● GIVEN EXERCISE 1
Condense the paragraph of the passage on the Pope's declaration beginning "As if to answer Mr. Gladstone" into a short bulleted list that keeps its main facts.

As if to answer Mr. Gladstone by anticipation, and to {220} allay his fears, the Pope made a declaration three years ago on the subject, which, strange to say, Mr. Gladstone quotes without perceiving that it tells against the very argument which he brings it to corroborate;—that is except as the Pope's animus goes. Doubtless he would wish to have the place in the political world which his predecessors had, because it was given to him by Providence, and is conducive to the highest interests of mankind, but he distinctly tells us in the declaration in question that he has not got it, and cannot have it, till the time comes, which we can speculate about as well as he, and which we say cannot come at least for centuries. He speaks of what is his highest political power, that of interposing in the quarrel between a prince and his subjects, and of declaring upon appeal made to him from them, that the Prince had or had not forfeited their allegiance. This power, most rarely exercised, and on very extraordinary occasions, it is not necessary for any Catholic to acknowledge; and I suppose, comparatively speaking, few Catholics do acknowledge it; to be honest, I may say, I do; that is, under the conditions which the Pope himself lays down in the declaration to which I have referred, his answer to the address of the Academia. He speaks of his right "to depose sovereigns, and release the people from the obligation of loyalty, a right which had undoubtedly sometimes been exercised in crucial circumstances," and he says, "This right (diritto) in those ages of faith,—(which discerned in the Pope, what he is, that is to say, the Supreme Judge of Christianity, and recognized the advantages of his tribunal in the great contests of {221} peoples and sovereigns)—was freely extended,—(aided indeed as a matter of duty by the public law (diritto) and by the common consent of peoples)—to the most important (i piu gravi) interest of states and their rulers." (Guardian, Nov. 11, 1874.)

● GIVEN EXERCISE 2
In the records, change "blue sky" to "clear sky" across the stretch from the start of the records through the line containing "83L120 79L139 45L152", leaving everything else as it is. Omit the pictures from your answer.

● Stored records
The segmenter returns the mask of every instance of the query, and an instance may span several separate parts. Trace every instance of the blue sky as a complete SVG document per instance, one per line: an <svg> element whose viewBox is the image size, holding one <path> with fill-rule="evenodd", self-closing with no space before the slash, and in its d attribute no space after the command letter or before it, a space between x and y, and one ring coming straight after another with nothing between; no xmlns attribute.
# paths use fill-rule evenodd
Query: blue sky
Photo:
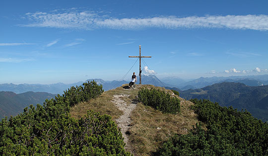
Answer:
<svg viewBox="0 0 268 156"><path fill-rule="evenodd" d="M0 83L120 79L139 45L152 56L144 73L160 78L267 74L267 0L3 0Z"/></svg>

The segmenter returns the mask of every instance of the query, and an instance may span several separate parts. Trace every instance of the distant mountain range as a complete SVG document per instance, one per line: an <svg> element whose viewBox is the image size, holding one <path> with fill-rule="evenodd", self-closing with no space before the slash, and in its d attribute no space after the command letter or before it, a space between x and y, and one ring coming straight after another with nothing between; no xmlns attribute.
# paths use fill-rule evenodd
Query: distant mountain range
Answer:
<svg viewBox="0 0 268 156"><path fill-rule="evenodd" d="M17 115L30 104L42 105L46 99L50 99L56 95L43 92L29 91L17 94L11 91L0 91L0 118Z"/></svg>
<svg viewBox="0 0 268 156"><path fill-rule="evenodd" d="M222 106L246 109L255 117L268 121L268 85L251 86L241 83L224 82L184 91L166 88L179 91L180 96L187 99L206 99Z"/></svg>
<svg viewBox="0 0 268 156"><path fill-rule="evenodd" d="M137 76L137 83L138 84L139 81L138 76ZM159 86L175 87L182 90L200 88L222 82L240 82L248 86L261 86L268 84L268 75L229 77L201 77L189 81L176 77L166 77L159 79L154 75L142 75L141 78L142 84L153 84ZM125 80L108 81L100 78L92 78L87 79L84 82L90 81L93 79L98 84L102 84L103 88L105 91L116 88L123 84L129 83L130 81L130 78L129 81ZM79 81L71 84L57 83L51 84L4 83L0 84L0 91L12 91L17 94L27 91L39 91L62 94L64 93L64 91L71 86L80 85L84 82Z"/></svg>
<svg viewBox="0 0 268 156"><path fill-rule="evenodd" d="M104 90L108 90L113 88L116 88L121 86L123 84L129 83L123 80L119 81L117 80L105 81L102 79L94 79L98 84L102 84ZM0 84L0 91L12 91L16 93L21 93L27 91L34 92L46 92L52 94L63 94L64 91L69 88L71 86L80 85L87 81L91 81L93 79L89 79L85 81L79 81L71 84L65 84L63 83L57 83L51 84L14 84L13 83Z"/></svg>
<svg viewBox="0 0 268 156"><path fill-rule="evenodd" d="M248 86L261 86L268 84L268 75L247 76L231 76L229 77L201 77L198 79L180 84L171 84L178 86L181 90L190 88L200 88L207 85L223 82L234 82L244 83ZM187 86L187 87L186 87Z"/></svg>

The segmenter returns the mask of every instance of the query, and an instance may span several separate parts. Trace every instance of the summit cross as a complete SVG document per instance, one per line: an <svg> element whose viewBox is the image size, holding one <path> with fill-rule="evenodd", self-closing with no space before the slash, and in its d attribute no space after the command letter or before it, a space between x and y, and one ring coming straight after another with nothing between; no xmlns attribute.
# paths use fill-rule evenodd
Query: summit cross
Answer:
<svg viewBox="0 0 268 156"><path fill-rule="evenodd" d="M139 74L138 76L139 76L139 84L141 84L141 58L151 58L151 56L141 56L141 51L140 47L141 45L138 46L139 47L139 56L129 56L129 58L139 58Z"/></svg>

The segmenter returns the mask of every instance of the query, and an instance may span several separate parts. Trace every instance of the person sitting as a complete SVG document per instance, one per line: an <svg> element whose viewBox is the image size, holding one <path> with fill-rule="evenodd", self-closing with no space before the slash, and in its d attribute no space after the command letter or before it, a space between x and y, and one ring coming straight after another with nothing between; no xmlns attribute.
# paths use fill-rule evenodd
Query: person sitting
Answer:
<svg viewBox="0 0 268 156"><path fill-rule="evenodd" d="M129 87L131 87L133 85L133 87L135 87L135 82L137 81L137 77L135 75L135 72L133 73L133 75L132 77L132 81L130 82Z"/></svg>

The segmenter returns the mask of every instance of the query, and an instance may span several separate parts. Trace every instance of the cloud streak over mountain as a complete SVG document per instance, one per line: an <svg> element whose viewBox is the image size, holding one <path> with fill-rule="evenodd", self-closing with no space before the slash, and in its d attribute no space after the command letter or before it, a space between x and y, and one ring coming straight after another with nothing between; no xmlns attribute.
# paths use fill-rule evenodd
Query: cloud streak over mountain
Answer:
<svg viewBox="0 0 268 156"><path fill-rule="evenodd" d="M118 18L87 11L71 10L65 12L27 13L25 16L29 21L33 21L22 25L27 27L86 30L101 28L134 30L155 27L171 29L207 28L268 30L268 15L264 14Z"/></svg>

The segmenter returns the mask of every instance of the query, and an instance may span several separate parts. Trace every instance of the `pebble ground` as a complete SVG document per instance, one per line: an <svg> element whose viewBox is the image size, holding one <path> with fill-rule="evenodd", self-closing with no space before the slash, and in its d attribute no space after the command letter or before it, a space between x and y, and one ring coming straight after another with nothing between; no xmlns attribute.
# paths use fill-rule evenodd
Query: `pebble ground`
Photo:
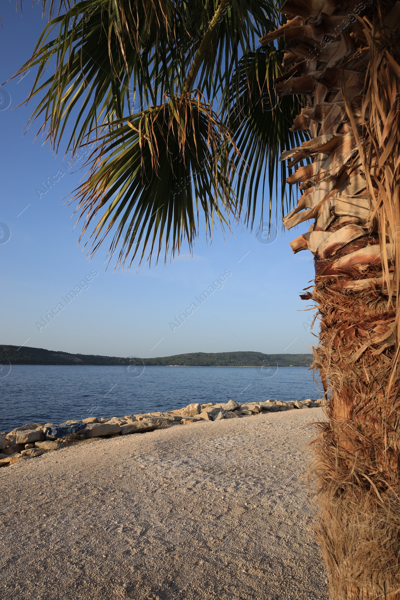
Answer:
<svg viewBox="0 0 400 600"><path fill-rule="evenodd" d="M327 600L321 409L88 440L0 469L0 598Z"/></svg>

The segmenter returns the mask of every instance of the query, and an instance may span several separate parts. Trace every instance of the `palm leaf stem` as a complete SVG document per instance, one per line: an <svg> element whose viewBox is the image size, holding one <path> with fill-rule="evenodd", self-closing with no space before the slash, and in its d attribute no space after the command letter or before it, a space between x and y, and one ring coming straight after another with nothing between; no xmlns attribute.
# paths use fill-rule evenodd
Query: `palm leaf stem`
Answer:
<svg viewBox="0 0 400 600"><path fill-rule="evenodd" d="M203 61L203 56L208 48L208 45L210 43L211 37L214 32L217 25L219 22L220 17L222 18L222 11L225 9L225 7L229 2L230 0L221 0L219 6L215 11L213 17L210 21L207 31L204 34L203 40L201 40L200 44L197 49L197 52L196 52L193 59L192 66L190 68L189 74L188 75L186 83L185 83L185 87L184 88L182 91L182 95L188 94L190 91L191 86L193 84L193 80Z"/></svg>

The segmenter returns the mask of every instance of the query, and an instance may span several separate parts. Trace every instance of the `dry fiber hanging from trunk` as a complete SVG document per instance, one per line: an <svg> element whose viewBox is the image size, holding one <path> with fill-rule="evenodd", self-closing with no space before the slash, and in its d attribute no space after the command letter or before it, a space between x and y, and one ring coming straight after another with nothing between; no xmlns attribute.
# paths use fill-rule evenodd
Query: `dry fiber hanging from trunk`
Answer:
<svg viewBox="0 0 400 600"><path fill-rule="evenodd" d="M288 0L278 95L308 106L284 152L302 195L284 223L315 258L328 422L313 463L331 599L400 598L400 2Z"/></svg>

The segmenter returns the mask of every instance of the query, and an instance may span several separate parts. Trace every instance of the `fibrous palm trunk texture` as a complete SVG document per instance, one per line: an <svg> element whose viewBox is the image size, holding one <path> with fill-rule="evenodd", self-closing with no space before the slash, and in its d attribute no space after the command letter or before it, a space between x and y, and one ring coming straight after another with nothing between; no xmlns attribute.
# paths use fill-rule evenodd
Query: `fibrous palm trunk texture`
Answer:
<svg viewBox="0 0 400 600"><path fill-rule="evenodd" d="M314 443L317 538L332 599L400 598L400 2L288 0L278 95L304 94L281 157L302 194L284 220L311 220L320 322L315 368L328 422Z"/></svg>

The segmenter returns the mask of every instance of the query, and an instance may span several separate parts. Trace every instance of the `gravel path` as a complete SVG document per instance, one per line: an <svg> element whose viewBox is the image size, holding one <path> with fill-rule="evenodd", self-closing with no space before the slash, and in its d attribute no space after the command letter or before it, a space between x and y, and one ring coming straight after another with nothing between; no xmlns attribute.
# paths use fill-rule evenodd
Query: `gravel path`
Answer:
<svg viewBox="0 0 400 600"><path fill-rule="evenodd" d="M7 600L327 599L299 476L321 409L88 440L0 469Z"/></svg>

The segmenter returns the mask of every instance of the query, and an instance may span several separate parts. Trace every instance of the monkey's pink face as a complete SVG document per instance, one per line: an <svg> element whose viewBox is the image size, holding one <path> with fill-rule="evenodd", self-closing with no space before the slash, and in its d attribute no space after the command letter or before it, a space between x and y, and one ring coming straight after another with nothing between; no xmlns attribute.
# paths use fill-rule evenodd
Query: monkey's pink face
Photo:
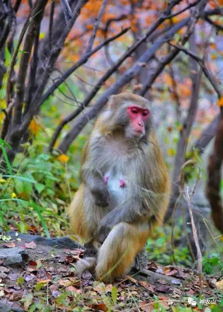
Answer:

● RESULT 1
- Three years earlier, the Pope made a declaration that Mr. Gladstone quotes without seeing that it works against his own argument.
- In it, the Pope states that he does not hold the political place his predecessors held and cannot hold it until a certain time comes, a time that, the writer holds, cannot come for at least centuries.
- The declaration concerns his highest political power: intervening in a quarrel between a prince and his subjects and, on their appeal, declaring whether the prince has forfeited their allegiance.
- No Catholic is required to acknowledge this rarely exercised power, and comparatively few do. The writer does, under the conditions the Pope sets out in his answer to the address of the Academia.
- The Pope says that in the ages of faith this right to depose sovereigns was freely extended to the most important interests of states and their rulers, aided by public law and the common consent of peoples (Guardian, Nov. 11, 1874).

● RESULT 2
The segmenter returns the mask of every instance of the query, and an instance may span several separate parts. Trace every instance of the clear sky as a complete SVG document per instance, one per line: an <svg> element whose viewBox is the image size, holding one <path> with fill-rule="evenodd", self-closing with no space before the slash, and in its d attribute no space after the command letter or before it, a space between x and y, and one ring coming straight after another with nothing between; no xmlns attribute.
# paths use fill-rule evenodd
Query: clear sky
Photo:
Answer:
<svg viewBox="0 0 268 156"><path fill-rule="evenodd" d="M0 83L120 79L139 45L152 56L144 73L160 78L267 74L267 0L3 0Z"/></svg>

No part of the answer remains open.